**** 阅读文本
Hunyuan-A13B-Instruct#
简介#
Hunyuan-A13B-Instruct 是腾讯开发的细粒度混合专家模型(MoE)。该模型总参数量为800亿,激活参数量为130亿,支持256K超长上下文,并具备原生思维链(CoT)推理能力。
环境准备#
模型权重#
Hunyuan-A13B-Instruct(BF16版本):下载模型权重。
建议将模型权重下载到多节点的共享目录,例如 /root/.cache/
安装#
运行 Docker 容器:
# Update the vllm-ascend image
# For Atlas A2 machines:
# export IMAGE=quay.io/ascend/vllm-ascend:v0.20.2rc1
# For Atlas A3 machines:
export IMAGE=quay.io/ascend/vllm-ascend:v0.20.2rc1-a3
docker run --rm \
--name vllm-ascend \
--shm-size=1g \
--device /dev/davinci0 \
--device /dev/davinci1 \
--device /dev/davinci2 \
--device /dev/davinci3 \
--device /dev/davinci_manager \
--device /dev/devmm_svm \
--device /dev/hisi_hdc \
-v /usr/local/dcmi:/usr/local/dcmi \
-v /usr/local/bin/npu-smi:/usr/local/bin/npu-smi \
-v /usr/local/Ascend/driver/lib64/:/usr/local/Ascend/driver/lib64/ \
-v /usr/local/Ascend/driver/version.info:/usr/local/Ascend/driver/version.info \
-v /etc/ascend_install.info:/etc/ascend_install.info \
-v /root/.cache:/root/.cache \
-p 8000:8000 \
-it $IMAGE bash
从源码构建:
# Install vLLM.
********
** 任务说明 **
根据上方的阅读文本回答以下问题:
1. 该模型的总参数量和激活参数量分别是多少?
2. 文本建议把模型权重下载到什么样的目录?请给出其中举的例子。
3. 运行容器时,主机与容器之间映射的是哪个端口?
**** 数据条目
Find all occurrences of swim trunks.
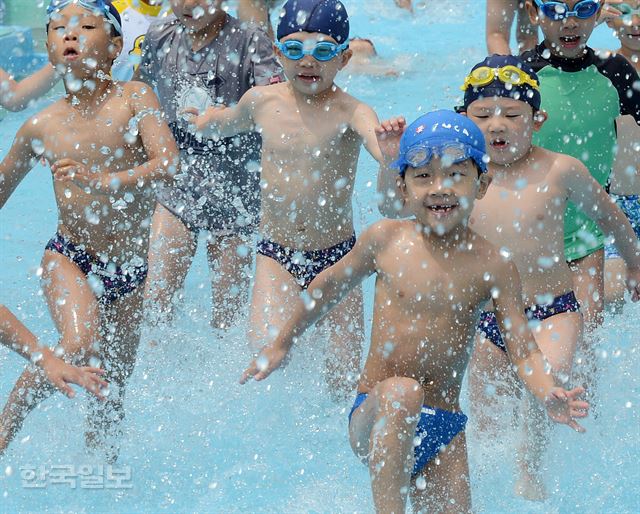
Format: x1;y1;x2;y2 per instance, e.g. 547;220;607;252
********
** 任务结果 **
1. 总参数量为800亿,激活参数量为130亿。
2. 多节点的共享目录,例如 /root/.cache/。
3. 8000端口(-p 8000:8000)。